▸ **Supplied data**
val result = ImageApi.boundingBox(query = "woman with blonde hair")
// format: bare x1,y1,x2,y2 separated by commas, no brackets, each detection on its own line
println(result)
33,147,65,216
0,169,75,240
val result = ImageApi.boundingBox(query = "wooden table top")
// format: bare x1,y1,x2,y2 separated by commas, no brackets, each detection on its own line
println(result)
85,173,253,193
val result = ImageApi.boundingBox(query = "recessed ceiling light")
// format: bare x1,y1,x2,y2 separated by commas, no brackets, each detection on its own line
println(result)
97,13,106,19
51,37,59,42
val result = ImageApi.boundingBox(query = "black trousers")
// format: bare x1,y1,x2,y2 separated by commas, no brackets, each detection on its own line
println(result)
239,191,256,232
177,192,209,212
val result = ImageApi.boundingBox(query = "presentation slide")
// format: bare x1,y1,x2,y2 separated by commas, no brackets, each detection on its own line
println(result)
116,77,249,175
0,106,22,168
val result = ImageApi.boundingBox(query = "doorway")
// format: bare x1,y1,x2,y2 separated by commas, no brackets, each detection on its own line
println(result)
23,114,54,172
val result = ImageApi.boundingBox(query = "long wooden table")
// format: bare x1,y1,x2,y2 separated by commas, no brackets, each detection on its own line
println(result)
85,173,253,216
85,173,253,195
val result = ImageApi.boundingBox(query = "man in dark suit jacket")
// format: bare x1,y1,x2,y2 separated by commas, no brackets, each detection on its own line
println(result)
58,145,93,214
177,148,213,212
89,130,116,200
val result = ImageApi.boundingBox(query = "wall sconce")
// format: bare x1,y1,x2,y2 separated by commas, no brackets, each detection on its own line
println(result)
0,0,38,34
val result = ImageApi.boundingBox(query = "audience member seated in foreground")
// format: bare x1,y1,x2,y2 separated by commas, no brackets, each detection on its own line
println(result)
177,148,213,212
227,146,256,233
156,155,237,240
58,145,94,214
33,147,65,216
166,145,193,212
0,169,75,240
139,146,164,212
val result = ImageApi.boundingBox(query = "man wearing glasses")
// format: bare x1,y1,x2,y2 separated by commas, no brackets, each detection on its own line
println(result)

▸ **Work to be completed**
Arrange the rows above as a numbered list, from the line with "in dark suit" up to and including the line with "139,146,164,212", skipping any blank lines.

▸ **Answer for the task**
1. val result = ImageApi.boundingBox(query = "man in dark suit jacket")
2. // format: bare x1,y1,x2,y2 separated by commas, no brackets, each detection on its own line
3. println(result)
4. 58,145,93,214
5. 177,148,213,212
6. 89,130,116,200
7. val result = ImageApi.boundingBox(query = "wall sconce")
8. // format: bare x1,y1,x2,y2 separated by commas, no brackets, each detection on its own line
9. println(result)
10. 0,0,38,34
11. val result = ImageApi.boundingBox(query = "audience member seated in foreground")
12. // format: bare x1,y1,x2,y2 separated by commas, no brackets, each detection on its own line
13. println(result)
14. 177,148,213,212
15. 227,146,256,233
16. 156,155,237,240
17. 58,145,94,214
18. 33,147,65,216
19. 166,145,193,212
20. 0,169,75,240
21. 139,146,164,212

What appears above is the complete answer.